--- What this exercise asks ---
1. Answer these questions from the excerpt on tree-based regression:
(a) According to the excerpt, what is the only difference between extremely randomized trees and the random forest approach?
(b) What is the output of the RFR?
(c) In equation (1), what does x represent?
2. In the excerpt on tree-based regression, swap "decision rule" for "splitting rule" and write out the passage starting at "2.1. Extra tree" and ending at "forest regression (RFR)".
3. Write the next part of the excerpt on tree-based regression, picking up after its final sentence.

╭─ Page excerpt

2. Research algorithm

2.1. Extra tree

The ensemble learning techniques use extremely randomized trees. It builds the collection of decision trees. During the tree-building process, a random decision rule is selected. Only the random selection of split values differs from the random forest approach.

2.2. Random forest regression (RFR)

RFR is a technique for putting together groups of methods. It enhances the accuracy of tests while lowering the costs of storing, training, and drawing conclusions from multiple approaches. RFR is a well-known regression model that uses a group of models simultaneously. In this model, many decision trees are trained, which is why it's called a “forest.” The output of the RFR is the average of each prediction tree. The bagging and random subspace methods are used to make it. You train each learner on a different data set when you bag or use bootstrapping. In an RFR, the data is used to build multiple trees simultaneously. None of the trees depend on another tree. It's named a parallel process because of this (Gupta et al., 2021). RFR's main benefit is that it takes less time to train and is accurate

R F R = \frac{1}{k} \sum_{k = 1}^{k} h_{k} (x)

(1)

where K is the number of separate regression trees generated for the bootstrap samples, x is the input vector, and h_k(x) is the mean of predictions made by K regression trees.

╰─
╭─ Records

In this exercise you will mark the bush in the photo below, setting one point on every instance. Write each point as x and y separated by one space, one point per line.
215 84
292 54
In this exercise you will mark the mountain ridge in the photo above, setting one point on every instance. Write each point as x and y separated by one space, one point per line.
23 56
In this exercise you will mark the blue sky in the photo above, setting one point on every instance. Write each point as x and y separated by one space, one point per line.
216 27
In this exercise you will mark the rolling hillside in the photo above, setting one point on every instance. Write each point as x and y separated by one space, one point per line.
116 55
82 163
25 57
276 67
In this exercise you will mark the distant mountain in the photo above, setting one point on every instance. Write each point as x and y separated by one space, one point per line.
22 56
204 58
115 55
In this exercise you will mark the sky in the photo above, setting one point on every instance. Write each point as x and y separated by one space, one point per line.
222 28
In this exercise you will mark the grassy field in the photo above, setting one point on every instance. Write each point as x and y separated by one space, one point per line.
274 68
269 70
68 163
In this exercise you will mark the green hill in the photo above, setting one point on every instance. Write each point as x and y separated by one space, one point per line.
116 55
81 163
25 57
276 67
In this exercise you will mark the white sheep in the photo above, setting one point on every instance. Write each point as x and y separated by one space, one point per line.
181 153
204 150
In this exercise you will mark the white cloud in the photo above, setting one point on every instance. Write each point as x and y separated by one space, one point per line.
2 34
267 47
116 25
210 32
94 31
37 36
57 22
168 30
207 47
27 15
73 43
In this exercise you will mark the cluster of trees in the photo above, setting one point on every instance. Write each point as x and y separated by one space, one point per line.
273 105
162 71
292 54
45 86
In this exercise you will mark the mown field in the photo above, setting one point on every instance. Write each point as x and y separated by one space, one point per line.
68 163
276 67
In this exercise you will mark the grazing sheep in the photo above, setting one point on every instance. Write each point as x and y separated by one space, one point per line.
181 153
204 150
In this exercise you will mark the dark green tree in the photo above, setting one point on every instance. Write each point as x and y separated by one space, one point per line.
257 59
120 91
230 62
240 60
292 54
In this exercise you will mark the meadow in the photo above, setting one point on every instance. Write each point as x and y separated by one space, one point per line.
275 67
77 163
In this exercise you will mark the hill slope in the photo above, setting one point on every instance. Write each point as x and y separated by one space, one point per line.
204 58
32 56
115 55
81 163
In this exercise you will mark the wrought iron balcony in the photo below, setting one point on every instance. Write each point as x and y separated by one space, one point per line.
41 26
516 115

╰─
╭─ Records

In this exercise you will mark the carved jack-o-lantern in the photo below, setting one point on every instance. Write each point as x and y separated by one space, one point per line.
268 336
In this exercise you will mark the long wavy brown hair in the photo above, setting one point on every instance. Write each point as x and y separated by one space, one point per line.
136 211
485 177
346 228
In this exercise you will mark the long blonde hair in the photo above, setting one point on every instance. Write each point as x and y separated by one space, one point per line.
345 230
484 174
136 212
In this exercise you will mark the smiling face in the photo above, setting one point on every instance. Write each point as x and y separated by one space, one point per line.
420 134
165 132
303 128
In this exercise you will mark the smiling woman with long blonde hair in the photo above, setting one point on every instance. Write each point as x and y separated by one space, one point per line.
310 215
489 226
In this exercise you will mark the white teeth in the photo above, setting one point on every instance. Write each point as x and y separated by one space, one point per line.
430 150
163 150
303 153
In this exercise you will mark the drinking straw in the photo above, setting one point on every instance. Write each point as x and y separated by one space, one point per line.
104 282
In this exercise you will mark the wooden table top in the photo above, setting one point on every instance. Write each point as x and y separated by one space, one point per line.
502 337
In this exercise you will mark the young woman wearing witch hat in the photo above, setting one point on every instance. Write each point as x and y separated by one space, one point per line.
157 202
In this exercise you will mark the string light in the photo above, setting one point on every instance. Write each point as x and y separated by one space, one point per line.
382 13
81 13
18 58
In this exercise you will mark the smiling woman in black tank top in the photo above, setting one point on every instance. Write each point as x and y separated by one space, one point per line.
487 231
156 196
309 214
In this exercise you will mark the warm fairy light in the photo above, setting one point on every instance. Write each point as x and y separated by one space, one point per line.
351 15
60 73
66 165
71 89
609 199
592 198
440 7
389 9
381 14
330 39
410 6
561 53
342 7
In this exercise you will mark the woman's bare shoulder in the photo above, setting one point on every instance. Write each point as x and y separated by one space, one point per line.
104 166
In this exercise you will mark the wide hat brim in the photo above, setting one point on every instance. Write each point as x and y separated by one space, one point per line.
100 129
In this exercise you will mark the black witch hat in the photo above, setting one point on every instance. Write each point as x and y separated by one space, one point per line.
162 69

╰─
╭─ Records

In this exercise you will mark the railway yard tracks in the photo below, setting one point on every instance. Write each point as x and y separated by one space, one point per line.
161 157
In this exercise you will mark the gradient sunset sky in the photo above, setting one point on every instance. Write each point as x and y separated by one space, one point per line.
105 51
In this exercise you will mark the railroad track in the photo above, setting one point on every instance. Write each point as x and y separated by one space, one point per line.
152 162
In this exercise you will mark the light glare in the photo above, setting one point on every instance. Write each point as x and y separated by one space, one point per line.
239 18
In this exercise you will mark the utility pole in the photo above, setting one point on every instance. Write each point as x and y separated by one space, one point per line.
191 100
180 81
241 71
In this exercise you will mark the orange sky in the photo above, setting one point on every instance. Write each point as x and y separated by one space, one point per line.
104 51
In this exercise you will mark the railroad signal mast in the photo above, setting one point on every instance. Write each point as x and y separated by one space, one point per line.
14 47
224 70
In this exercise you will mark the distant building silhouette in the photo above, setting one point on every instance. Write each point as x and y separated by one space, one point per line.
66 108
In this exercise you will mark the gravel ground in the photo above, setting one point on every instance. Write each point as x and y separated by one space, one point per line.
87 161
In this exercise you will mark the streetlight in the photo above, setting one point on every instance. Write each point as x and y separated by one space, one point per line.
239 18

╰─

--- Final answers ---
1.
(a) Only the random selection of split values differs.
(b) The output is the average of each prediction tree.
(c) x is the input vector.

2.
2.1. Extra tree

The ensemble learning techniques use extremely randomized trees. It builds the collection of decision trees. During the tree-building process, a random splitting rule is selected. Only the random selection of split values differs from the random forest approach.

2.2. Random forest regression (RFR)

3.
2.3. Light gradient boosting machine

Like the random forest, the light gradient boosting machine method uses decision (weak) trees. The difference between the light gradient machine method and the random forest is that the trees are taught one after the other in the gradient reinforcement method. Each subset tree is primarily trained with data mispredicted by the previous three. This makes the model less focused on issues that are easy to predict and more focused on complex ones. The main idea of the reinforcement gradient in Leoberman's observations is that reinforcement can be interpreted as an optimization algorithm on an appropriate cost function (Barros et al., 2021). Light gradient boosting machine algorithm in renewable energies has been considered (Park et al., 2020; Singh et al., 2021; Gu et al. 2019; Choi and Hur, 2020; Hart et al., 2000). An output variable y, and a vector of input variables x are related by some possible distribution in many supervised learning problems. The purpose of Equation (2) is to find a function of $\hat{F} (x)$ that best approximates the output variable from the values of the input variables

\hat{F} = \underset{F}{\arg min} E_{x, y} [L (y, F (x))]

(2)

The gradient amplification method assumes a y with a real value, followed by an approximation of

\hat{F} (x)

in the form of a weighted sum of the functions

h_{i} (x)

that satisfies some of the H-classes called essential (weak) learners. Shown in Equation (3):

\hat{F} (x) = \sum_{i = 1}^{M} γ_{i} h_{i} (x) + c o n s t

(3)

Usually, a training set is given in a way derived from known sample values x- and y-related values. Following the experimental principle of risk minimization, this method tries to find an approximation of

\hat{F} (x)

that minimizes the average value of the loss function in network training. This method starts the said goal with a model consisting of a fixed function

F_{0} (x)

and increments it in Equation (4).

\begin{aligned} F_{0} (x) = \underset{γ}{\arg min} \sum_{i = 1}^{n} L (y_{i}, γ) \\ F_{m} (x) = F_{m - 1} (x) + \\ \underset{h_{m} \in H}{\arg min} [\sum_{i = 1}^{n} L (y_{i}, F_{m - 1} (x_{i}) + h_{m} (x_{i}))] \end{aligned}

(4)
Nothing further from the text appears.